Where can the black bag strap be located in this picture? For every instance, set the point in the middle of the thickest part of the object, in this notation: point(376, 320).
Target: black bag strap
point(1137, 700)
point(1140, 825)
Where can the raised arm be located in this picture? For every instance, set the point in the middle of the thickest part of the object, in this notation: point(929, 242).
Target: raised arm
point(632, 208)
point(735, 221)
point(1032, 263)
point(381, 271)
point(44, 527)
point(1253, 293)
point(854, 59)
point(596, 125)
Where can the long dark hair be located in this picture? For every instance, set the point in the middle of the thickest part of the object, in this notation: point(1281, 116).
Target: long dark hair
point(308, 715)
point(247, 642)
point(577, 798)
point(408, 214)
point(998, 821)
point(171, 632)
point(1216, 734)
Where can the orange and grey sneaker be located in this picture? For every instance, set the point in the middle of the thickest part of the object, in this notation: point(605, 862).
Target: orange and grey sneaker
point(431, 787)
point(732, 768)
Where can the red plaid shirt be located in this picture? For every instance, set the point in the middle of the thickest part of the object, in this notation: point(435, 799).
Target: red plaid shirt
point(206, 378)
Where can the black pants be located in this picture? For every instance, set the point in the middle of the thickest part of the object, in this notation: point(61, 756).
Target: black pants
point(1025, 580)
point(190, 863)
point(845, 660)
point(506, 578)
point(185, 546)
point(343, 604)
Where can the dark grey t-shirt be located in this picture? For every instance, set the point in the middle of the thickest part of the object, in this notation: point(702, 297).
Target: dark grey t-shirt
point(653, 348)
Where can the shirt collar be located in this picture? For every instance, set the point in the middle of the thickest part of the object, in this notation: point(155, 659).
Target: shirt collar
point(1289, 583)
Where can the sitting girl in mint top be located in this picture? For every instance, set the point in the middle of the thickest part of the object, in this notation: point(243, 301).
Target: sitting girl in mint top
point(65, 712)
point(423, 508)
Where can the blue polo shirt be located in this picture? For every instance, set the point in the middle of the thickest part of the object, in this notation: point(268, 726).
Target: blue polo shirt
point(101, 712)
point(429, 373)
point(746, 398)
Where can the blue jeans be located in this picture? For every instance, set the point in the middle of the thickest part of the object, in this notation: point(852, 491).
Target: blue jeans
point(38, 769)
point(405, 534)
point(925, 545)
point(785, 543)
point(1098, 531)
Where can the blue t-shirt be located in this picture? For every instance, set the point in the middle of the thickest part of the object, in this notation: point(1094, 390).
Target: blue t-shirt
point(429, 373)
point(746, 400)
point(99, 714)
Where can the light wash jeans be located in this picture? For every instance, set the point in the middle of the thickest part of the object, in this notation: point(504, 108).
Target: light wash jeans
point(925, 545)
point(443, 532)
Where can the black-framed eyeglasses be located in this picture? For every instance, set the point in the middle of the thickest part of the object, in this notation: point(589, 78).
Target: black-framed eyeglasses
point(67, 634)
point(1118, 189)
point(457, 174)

————

■ **Objective**
Copy everything from the line containing "Where can the sitting" down to the end of the data, keeping every line. Multiply each coordinate in the answers by 2.2 and round to whole numbers, with halves rounded up; all other numbers stay as they are.

■ **Written answer**
Where can the sitting girl in mint top be located in this picture? For every instance, set the point in the middle of the thickest part of the object, in this notation: point(243, 301).
Target: sitting girl in mint top
point(143, 1566)
point(931, 1118)
Where can the blue polo shirt be located in this picture? For every instance, set the point in the middle of the thickest part of the object, in this notation: point(268, 726).
Target: blue polo shirt
point(222, 1566)
point(944, 821)
point(1641, 876)
Where can the blue jeans be located in this picture? For every instance, set the point in the middle of the thickest part of the object, in this notation: point(852, 491).
Target: blue jeans
point(84, 1692)
point(891, 1175)
point(2035, 1199)
point(1727, 1195)
point(2416, 1168)
Where can the blue t-shirt be located in this picture? For every instance, set the point in the middle of the thickest part of the object, in this notation: point(1094, 390).
Target: blue t-shirt
point(944, 821)
point(1641, 880)
point(218, 1571)
Where can the light wash jeans be located in this picture? For every instance, set the point in the middle of the thickest part of the object, in this notation: point(504, 108).
Target: light wash jeans
point(2035, 1199)
point(975, 1170)
Where can the black-framed eyeglasses be located in this picture? For every instance, set the point in the middle of the thickest part of the object, in this notation: point(589, 78).
Target: black-framed eyeglasses
point(147, 1395)
point(2460, 416)
point(1005, 383)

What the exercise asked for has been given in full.